== The task ==
In this exercise, the data must be written out exactly.

Data extracted from a collection
_ _ _ _

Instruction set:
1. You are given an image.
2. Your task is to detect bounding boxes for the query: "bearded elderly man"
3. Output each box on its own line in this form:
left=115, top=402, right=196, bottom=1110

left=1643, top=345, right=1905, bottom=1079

_ _ _ _

== Response ==
Instruction set:
1. You are given an image.
2. Your task is to detect bounding boxes for the query: "bearded elderly man"
3. Output each box on its own line in this form:
left=115, top=402, right=196, bottom=1110

left=1643, top=345, right=1905, bottom=1079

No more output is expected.